[Start of Attachment]
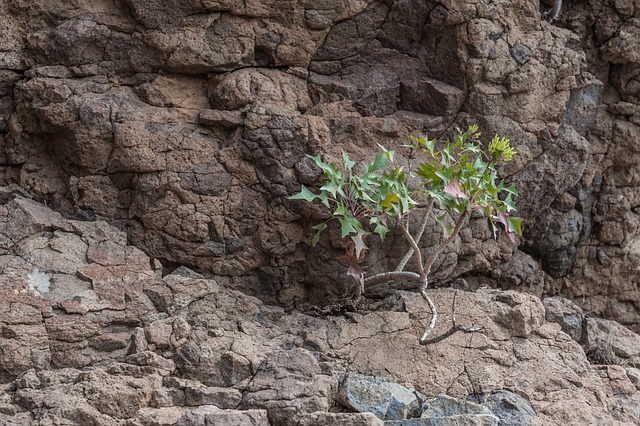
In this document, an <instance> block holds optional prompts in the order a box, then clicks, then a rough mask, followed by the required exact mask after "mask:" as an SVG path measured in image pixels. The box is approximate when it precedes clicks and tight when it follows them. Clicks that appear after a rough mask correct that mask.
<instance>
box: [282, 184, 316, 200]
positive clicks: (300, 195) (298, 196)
mask: <svg viewBox="0 0 640 426" xmlns="http://www.w3.org/2000/svg"><path fill="white" fill-rule="evenodd" d="M316 198H320V197H319V196H318V195H316V194H314V193H313V192H311V191H310V190H309V189H308V188H307V187H306V186H304V185H302V189H301V191H300V192H298V193H297V194H294V195H292V196H290V197H289V199H290V200H305V201H308V202H310V203H311V202H313V200H315V199H316Z"/></svg>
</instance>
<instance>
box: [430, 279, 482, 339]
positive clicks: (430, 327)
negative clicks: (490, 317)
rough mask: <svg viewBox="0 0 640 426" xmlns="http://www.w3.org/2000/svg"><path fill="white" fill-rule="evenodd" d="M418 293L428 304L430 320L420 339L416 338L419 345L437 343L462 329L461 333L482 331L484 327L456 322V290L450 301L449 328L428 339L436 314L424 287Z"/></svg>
mask: <svg viewBox="0 0 640 426" xmlns="http://www.w3.org/2000/svg"><path fill="white" fill-rule="evenodd" d="M420 294H421V295H422V297H423V298H424V299H425V300H426V301H427V304H428V305H429V309H431V321H430V322H429V326H428V327H427V329H426V330H425V332H424V333H423V334H422V337H420V339H419V340H418V342H419V343H420V344H421V345H432V344H434V343H438V342H440V341H442V340H444V339H446V338H447V337H450V336H453V335H454V334H456V333H457V332H458V331H462V332H463V333H478V332H481V331H484V327H466V326H464V325H462V324H458V323H457V322H456V297H458V292H457V291H456V292H455V293H454V295H453V303H452V305H453V307H452V314H451V319H452V321H453V325H452V326H451V328H450V329H449V330H447V331H445V332H444V333H442V334H440V335H438V336H436V337H432V338H431V339H429V338H428V337H429V335H430V334H431V332H432V331H433V329H434V327H435V325H436V318H437V316H438V314H437V313H436V307H435V305H434V304H433V302H432V301H431V299H430V298H429V296H427V292H426V289H424V290H420Z"/></svg>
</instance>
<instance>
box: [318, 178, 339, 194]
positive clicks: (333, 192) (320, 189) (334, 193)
mask: <svg viewBox="0 0 640 426" xmlns="http://www.w3.org/2000/svg"><path fill="white" fill-rule="evenodd" d="M320 190H321V191H327V192H329V194H331V196H332V197H334V198H335V197H336V194H338V193H339V194H340V195H342V196H344V190H343V189H342V182H338V181H336V180H335V179H331V180H330V181H329V182H327V183H325V184H324V185H322V187H320Z"/></svg>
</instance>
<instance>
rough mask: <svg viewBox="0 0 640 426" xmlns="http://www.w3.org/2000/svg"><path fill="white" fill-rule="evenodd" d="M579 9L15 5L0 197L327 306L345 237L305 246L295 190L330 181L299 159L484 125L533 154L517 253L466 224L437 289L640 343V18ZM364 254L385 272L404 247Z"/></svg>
mask: <svg viewBox="0 0 640 426" xmlns="http://www.w3.org/2000/svg"><path fill="white" fill-rule="evenodd" d="M566 3H567V4H565V5H564V6H563V11H562V14H561V15H560V17H559V18H558V19H557V20H555V21H554V22H553V23H549V22H547V21H545V20H544V19H542V18H543V13H544V12H546V11H547V6H546V5H544V4H543V5H542V6H541V5H540V4H539V2H534V1H525V0H521V1H512V0H509V1H507V0H498V1H494V0H479V1H475V0H474V1H466V0H462V1H458V0H444V1H423V0H396V1H383V0H357V1H345V0H327V1H322V2H316V1H308V0H304V1H303V0H297V1H294V0H287V1H273V0H270V1H257V0H247V1H239V0H215V1H214V0H206V1H205V0H203V1H200V0H180V1H177V0H170V1H162V2H159V1H154V2H144V1H141V0H98V1H91V2H89V1H76V2H66V1H61V0H53V1H49V0H47V1H43V0H36V1H29V2H28V1H24V0H10V1H3V2H0V23H2V28H3V31H2V34H1V35H0V184H8V183H18V184H20V185H21V186H23V187H24V188H26V189H28V190H29V191H31V192H32V193H34V194H35V195H36V196H37V198H38V199H39V200H42V201H46V202H47V203H48V205H50V206H52V207H54V208H55V209H56V210H58V211H60V212H62V213H63V214H64V215H65V216H66V217H77V218H93V217H97V218H101V219H104V220H107V221H109V222H110V223H117V224H118V225H119V226H120V227H121V228H122V229H126V231H127V236H128V239H129V240H130V241H131V242H133V243H134V244H135V246H136V247H138V248H140V249H141V250H143V251H144V252H145V253H147V254H148V255H150V256H151V257H153V258H156V259H158V260H159V261H160V262H162V264H163V265H164V267H165V268H167V269H168V270H172V269H173V268H175V267H176V266H177V265H187V266H189V267H191V268H193V269H196V270H198V271H200V272H203V273H205V274H207V276H212V277H215V278H216V279H217V280H218V281H219V282H221V283H226V284H228V285H231V286H232V287H234V288H236V289H241V290H243V291H245V292H248V293H250V294H252V295H256V296H259V297H260V298H261V300H263V301H266V302H268V303H278V304H280V305H285V306H292V305H295V304H297V303H299V302H308V301H310V302H312V303H320V302H321V301H326V300H327V299H329V298H330V297H332V296H335V295H336V294H343V293H344V292H345V291H346V290H348V289H349V287H350V286H351V285H352V284H351V282H349V281H348V280H347V277H344V276H343V274H341V273H339V272H337V271H340V270H341V269H342V265H341V264H340V263H339V262H338V261H337V260H336V257H337V256H338V255H340V254H341V253H340V251H341V248H340V244H339V242H338V241H336V239H335V238H334V239H330V238H328V237H326V238H324V239H323V240H322V241H321V242H320V245H319V246H318V248H316V249H311V248H309V247H308V245H307V244H306V240H307V238H308V232H310V231H309V228H310V224H311V221H313V220H317V219H319V218H322V217H323V215H326V214H327V213H326V212H325V211H322V210H319V209H313V208H307V207H305V206H303V205H302V203H298V202H292V201H288V200H287V198H286V197H287V196H288V195H291V194H292V193H294V192H296V191H297V190H298V189H299V187H300V184H301V183H304V184H307V185H313V184H314V182H315V180H316V178H317V177H318V171H317V170H315V169H314V168H313V167H312V165H311V163H310V162H309V161H308V160H307V159H306V157H305V154H316V153H322V154H323V155H324V156H325V157H326V158H329V159H331V158H335V157H336V156H337V155H338V154H339V151H340V150H341V149H344V150H347V151H348V152H349V153H350V154H351V155H352V157H353V158H355V159H363V158H365V157H366V156H367V155H369V154H370V151H371V149H372V148H375V146H376V145H375V144H376V143H381V144H383V145H386V146H387V147H390V148H396V149H399V150H400V151H401V154H405V155H406V154H407V153H406V152H402V149H401V147H400V145H401V144H402V143H404V142H403V137H404V136H403V135H404V134H407V133H409V134H423V133H427V134H429V135H430V136H440V135H446V134H447V133H448V131H449V130H450V129H451V128H452V127H453V126H457V125H459V126H462V125H464V124H465V123H467V122H479V123H480V125H481V127H482V130H483V132H484V133H485V134H486V135H491V134H492V133H494V132H497V133H500V134H501V135H504V136H506V137H510V138H511V139H512V140H513V143H514V145H515V147H516V149H517V150H518V153H519V154H518V155H517V156H516V159H515V161H513V162H511V163H509V164H508V165H506V166H505V167H503V169H502V170H501V173H502V174H503V175H504V176H505V177H507V179H508V180H510V181H512V182H515V183H516V184H517V185H518V188H519V190H520V193H521V194H522V195H523V196H522V197H521V198H520V200H518V201H519V206H520V210H521V213H522V215H524V217H525V218H526V226H525V228H526V235H525V238H523V239H522V244H521V249H522V251H520V250H518V249H517V248H516V249H511V248H509V247H507V246H506V244H502V243H496V242H495V241H492V240H491V239H490V233H489V232H488V231H487V230H486V229H485V228H483V227H482V226H475V225H474V224H473V223H472V224H471V225H472V226H471V228H470V230H468V232H467V231H465V232H464V233H463V234H461V236H460V237H461V238H460V239H459V240H458V241H457V242H456V245H455V249H453V250H451V251H449V252H447V253H445V255H444V256H443V258H442V259H441V260H440V261H439V262H438V263H437V264H436V265H435V271H434V272H435V274H434V277H433V280H432V281H433V282H436V283H437V282H439V283H446V282H447V280H449V279H455V278H456V277H460V278H463V279H465V280H466V282H467V283H468V284H469V285H470V287H471V288H476V287H479V286H480V285H482V284H488V285H490V286H492V287H498V286H500V287H503V288H509V289H518V290H521V291H528V292H530V293H532V294H535V295H537V296H541V295H542V294H552V295H562V296H564V297H567V298H569V299H572V300H573V301H575V302H577V303H579V304H580V305H581V306H582V307H583V308H584V309H585V311H587V312H596V313H600V314H604V315H605V316H606V317H607V318H611V319H614V320H616V321H618V322H621V323H623V324H625V325H627V326H629V327H632V328H633V327H635V330H636V331H638V328H637V324H638V323H640V315H639V309H640V307H639V306H638V300H640V293H639V290H638V276H639V275H638V274H637V271H638V268H640V242H639V241H640V240H639V238H640V232H639V226H638V223H639V220H638V215H639V214H640V211H639V210H638V209H639V208H640V207H639V206H640V200H639V199H638V194H640V190H639V189H638V187H639V186H640V178H639V176H640V172H639V171H640V155H639V151H638V144H637V141H638V140H639V139H640V107H639V106H638V103H639V102H640V80H639V79H640V77H639V75H640V74H639V73H640V62H639V61H640V59H639V57H638V49H637V48H636V47H637V46H638V45H639V44H640V31H639V30H638V28H640V26H639V24H638V22H639V21H638V13H639V10H640V9H639V6H638V2H634V1H628V0H615V1H614V0H593V1H589V2H574V3H575V4H573V3H571V2H566ZM432 225H433V226H434V227H435V226H436V225H435V224H432ZM434 229H437V228H434ZM434 235H435V234H434ZM435 243H436V240H435V237H434V238H432V239H431V240H430V239H427V240H426V241H425V242H424V244H425V246H431V245H433V244H435ZM372 249H373V250H372V256H370V258H369V264H368V265H367V267H368V268H369V269H371V270H372V272H376V270H377V269H381V268H385V267H388V266H389V265H390V264H392V263H393V262H394V261H395V260H397V257H398V256H399V254H398V253H400V252H402V251H403V250H404V249H405V247H404V246H403V241H402V240H401V238H395V239H394V238H393V237H391V238H389V239H388V241H387V242H385V243H384V244H380V243H377V244H372ZM525 253H526V254H525ZM70 303H71V302H70ZM87 303H88V302H85V305H84V306H86V305H87Z"/></svg>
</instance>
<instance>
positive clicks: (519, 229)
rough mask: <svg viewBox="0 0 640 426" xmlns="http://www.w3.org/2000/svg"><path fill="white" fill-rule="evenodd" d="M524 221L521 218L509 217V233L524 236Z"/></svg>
mask: <svg viewBox="0 0 640 426" xmlns="http://www.w3.org/2000/svg"><path fill="white" fill-rule="evenodd" d="M522 221H523V219H522V218H521V217H515V216H509V217H508V218H507V223H508V224H509V231H511V232H515V233H516V234H518V235H520V236H522Z"/></svg>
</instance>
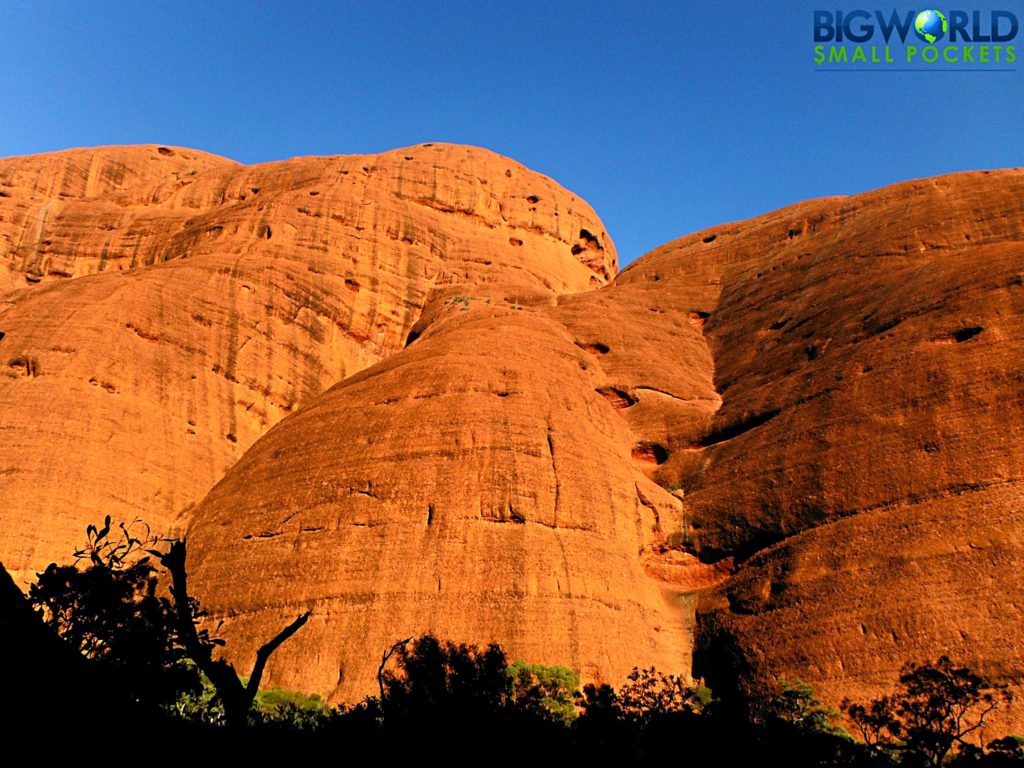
[End of Attachment]
#### Problem
Drop the pictures, then transcribe the lines from the one containing "positive clicks: (519, 229)" to the end of the data above, exactly and nothing more.

#### Response area
positive clicks: (519, 229)
rough mask: <svg viewBox="0 0 640 426" xmlns="http://www.w3.org/2000/svg"><path fill="white" fill-rule="evenodd" d="M524 221L521 218L509 217V233L524 236Z"/></svg>
mask: <svg viewBox="0 0 640 426" xmlns="http://www.w3.org/2000/svg"><path fill="white" fill-rule="evenodd" d="M522 221H523V219H522V218H521V217H515V216H509V217H508V218H507V223H508V224H509V231H511V232H515V233H516V234H518V235H520V236H522Z"/></svg>
</instance>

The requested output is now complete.